** BEGIN THE RECORDS **
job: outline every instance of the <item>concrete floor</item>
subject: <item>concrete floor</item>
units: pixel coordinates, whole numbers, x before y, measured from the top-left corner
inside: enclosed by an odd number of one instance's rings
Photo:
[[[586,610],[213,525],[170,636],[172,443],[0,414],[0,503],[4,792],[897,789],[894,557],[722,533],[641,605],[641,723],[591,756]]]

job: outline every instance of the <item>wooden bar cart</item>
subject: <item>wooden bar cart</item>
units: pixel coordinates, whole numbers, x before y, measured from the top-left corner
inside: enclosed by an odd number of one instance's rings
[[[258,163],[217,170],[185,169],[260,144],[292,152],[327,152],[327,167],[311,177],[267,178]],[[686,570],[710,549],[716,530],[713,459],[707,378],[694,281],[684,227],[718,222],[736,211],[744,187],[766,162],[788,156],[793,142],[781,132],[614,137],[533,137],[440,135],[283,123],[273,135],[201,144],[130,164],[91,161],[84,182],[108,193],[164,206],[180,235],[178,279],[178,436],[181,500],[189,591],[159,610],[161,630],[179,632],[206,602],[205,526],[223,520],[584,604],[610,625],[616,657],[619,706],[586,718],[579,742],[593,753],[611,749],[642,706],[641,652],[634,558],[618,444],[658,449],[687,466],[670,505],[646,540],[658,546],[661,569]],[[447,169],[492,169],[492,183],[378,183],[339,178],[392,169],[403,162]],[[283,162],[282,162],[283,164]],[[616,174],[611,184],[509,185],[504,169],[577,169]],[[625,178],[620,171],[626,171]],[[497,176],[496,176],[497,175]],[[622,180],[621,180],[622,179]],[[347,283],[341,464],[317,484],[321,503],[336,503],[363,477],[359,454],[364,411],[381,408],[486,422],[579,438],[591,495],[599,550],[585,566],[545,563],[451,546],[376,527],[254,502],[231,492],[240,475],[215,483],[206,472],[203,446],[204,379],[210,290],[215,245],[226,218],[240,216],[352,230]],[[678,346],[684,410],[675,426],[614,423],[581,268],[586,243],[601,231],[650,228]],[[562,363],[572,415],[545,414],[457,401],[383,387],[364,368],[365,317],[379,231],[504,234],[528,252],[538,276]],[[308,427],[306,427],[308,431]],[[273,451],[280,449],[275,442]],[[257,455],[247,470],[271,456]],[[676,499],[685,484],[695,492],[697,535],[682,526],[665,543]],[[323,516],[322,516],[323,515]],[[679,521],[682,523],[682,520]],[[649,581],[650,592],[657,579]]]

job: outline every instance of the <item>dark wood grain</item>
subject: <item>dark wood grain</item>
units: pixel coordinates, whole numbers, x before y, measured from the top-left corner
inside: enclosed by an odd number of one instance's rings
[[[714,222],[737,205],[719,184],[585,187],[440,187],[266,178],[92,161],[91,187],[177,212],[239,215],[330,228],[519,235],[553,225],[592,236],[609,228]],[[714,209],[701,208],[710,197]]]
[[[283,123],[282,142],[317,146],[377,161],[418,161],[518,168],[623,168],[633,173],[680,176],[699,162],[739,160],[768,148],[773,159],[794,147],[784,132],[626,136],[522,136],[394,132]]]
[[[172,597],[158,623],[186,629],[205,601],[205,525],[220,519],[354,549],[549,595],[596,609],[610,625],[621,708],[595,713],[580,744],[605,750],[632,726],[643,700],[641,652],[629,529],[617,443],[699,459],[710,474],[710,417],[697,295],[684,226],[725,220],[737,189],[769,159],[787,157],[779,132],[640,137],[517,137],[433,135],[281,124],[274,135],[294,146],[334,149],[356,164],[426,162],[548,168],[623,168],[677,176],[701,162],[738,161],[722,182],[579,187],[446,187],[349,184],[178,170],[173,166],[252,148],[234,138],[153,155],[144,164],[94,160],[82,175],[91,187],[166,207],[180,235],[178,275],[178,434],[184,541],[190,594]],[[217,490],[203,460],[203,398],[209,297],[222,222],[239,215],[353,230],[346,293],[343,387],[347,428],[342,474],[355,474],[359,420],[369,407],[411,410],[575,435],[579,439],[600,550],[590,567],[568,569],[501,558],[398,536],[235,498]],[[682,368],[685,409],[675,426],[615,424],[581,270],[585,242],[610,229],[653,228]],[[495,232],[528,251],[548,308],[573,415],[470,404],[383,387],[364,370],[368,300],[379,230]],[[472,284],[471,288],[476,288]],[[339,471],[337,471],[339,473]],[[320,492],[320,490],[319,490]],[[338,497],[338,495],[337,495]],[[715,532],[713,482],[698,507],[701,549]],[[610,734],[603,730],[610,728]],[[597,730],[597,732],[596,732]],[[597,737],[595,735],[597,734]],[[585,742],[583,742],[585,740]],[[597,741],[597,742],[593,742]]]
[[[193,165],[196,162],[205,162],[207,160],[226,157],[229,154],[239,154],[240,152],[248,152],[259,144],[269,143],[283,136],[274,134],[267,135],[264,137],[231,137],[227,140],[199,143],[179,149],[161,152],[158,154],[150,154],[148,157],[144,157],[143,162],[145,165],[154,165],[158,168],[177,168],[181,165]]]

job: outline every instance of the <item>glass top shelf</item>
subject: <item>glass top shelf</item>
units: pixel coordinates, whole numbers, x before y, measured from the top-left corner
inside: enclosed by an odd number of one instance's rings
** END THE RECORDS **
■ STATED TASK ■
Can you copy out all of the lines above, character for character, without changing anything?

■ RESULT FOR THIS EXERCISE ■
job: outline every instance of the <item>concrete floor</item>
subject: <item>concrete floor</item>
units: pixel coordinates, whole numbers, x before y, measured from the top-left corner
inside: enclosed by an odd number of one instance's rings
Photo:
[[[586,610],[213,525],[170,636],[172,443],[0,414],[0,503],[4,792],[897,789],[894,557],[722,533],[641,605],[641,723],[591,756]]]

job: outline every instance of the <item>wooden bar cart</item>
subject: <item>wooden bar cart</item>
units: pixel coordinates, whole numbers, x before y, measured from the top-left corner
inside: enclosed by an odd number of one instance's rings
[[[258,163],[217,170],[185,169],[260,144],[292,152],[327,152],[327,167],[311,177],[267,178]],[[686,570],[710,549],[716,530],[713,459],[707,378],[694,281],[684,227],[718,222],[736,211],[744,187],[766,162],[788,156],[793,142],[781,132],[614,137],[533,137],[440,135],[283,123],[273,135],[201,144],[130,164],[91,161],[84,182],[108,193],[164,206],[180,235],[178,279],[178,436],[181,500],[189,591],[159,610],[161,630],[179,632],[206,602],[205,526],[223,520],[584,604],[610,625],[616,657],[619,706],[586,718],[579,742],[593,753],[611,749],[642,706],[641,652],[634,558],[618,444],[658,449],[687,466],[670,505],[646,540],[658,546],[661,569]],[[447,169],[492,169],[492,183],[378,183],[339,178],[392,169],[403,162]],[[283,162],[282,162],[283,164]],[[616,174],[611,184],[509,185],[504,169],[577,169]],[[625,178],[620,171],[626,171]],[[497,176],[496,176],[497,175]],[[622,180],[621,180],[622,179]],[[347,283],[341,464],[317,484],[321,503],[336,503],[363,477],[359,454],[364,411],[381,408],[486,422],[579,438],[591,495],[599,550],[585,566],[545,563],[451,546],[376,527],[254,502],[231,492],[240,475],[215,483],[206,472],[203,446],[204,379],[210,290],[215,245],[226,218],[240,216],[352,230]],[[678,346],[684,410],[675,426],[614,423],[581,268],[586,243],[601,231],[650,228]],[[562,363],[572,415],[545,414],[457,401],[383,387],[364,368],[365,317],[379,231],[504,234],[528,252],[538,276]],[[308,427],[306,427],[308,431]],[[273,451],[280,449],[275,442]],[[257,455],[247,470],[271,456]],[[676,499],[685,484],[695,492],[697,535],[682,526],[665,543]],[[323,516],[322,516],[323,515]],[[679,521],[682,523],[682,520]],[[649,581],[650,592],[657,579]]]

job: outline every instance of the <item>dark wood grain</item>
subject: <item>dark wood grain</item>
units: pixel coordinates, whole numbers, x before y, measured from the top-left corner
inside: enclosed by an odd number of one instance's rings
[[[714,222],[737,205],[719,184],[585,187],[440,187],[266,178],[92,161],[91,187],[177,212],[239,215],[330,228],[519,235],[553,225],[592,236],[609,228]],[[714,209],[701,208],[710,197]]]
[[[283,123],[282,142],[317,146],[377,161],[418,161],[518,168],[623,168],[633,173],[680,176],[699,162],[739,160],[768,148],[773,159],[794,147],[784,132],[626,136],[522,136],[394,132]]]
[[[172,597],[158,623],[186,629],[205,601],[205,525],[220,519],[354,549],[549,595],[596,609],[610,625],[621,708],[595,713],[580,744],[605,750],[632,726],[643,700],[641,652],[629,529],[617,443],[699,459],[710,474],[710,417],[697,295],[684,226],[725,220],[737,189],[769,159],[787,157],[779,132],[640,137],[517,137],[433,135],[281,124],[274,135],[294,146],[334,149],[356,164],[426,162],[548,168],[623,168],[677,176],[701,162],[738,161],[722,182],[579,187],[446,187],[349,184],[178,170],[173,166],[252,148],[234,138],[153,155],[144,164],[94,160],[82,175],[91,187],[166,207],[180,235],[178,275],[178,434],[184,541],[190,594]],[[217,490],[203,460],[203,398],[209,297],[222,222],[239,215],[353,230],[346,293],[343,387],[347,428],[342,474],[355,474],[359,420],[369,407],[411,410],[575,435],[579,439],[600,550],[590,567],[568,569],[501,558],[398,536],[235,498]],[[682,368],[685,409],[675,426],[615,424],[581,270],[585,242],[610,229],[653,228]],[[495,232],[528,251],[548,308],[573,415],[470,404],[383,387],[364,370],[368,300],[379,230]],[[472,284],[471,288],[476,288]],[[339,471],[337,471],[339,473]],[[320,492],[320,490],[319,490]],[[338,497],[338,495],[337,495]],[[715,532],[713,482],[698,507],[701,549]],[[610,734],[603,730],[610,728]],[[597,730],[597,732],[596,732]],[[597,737],[595,735],[597,734]],[[585,742],[583,742],[585,740]],[[597,741],[597,742],[593,742]]]
[[[193,165],[196,162],[205,162],[207,160],[226,157],[229,154],[239,154],[240,152],[248,152],[259,144],[269,143],[283,136],[274,134],[267,135],[264,137],[231,137],[227,140],[199,143],[179,149],[161,152],[158,154],[150,154],[148,157],[144,157],[143,162],[145,165],[154,165],[158,168],[177,168],[181,165]]]

job: outline every instance of the <item>glass top shelf</item>
subject: <item>glass top shelf</item>
units: pixel coordinates, whole numbers, x before y, measured from the top-left corner
inside: enclosed by an odd number of one instance's rings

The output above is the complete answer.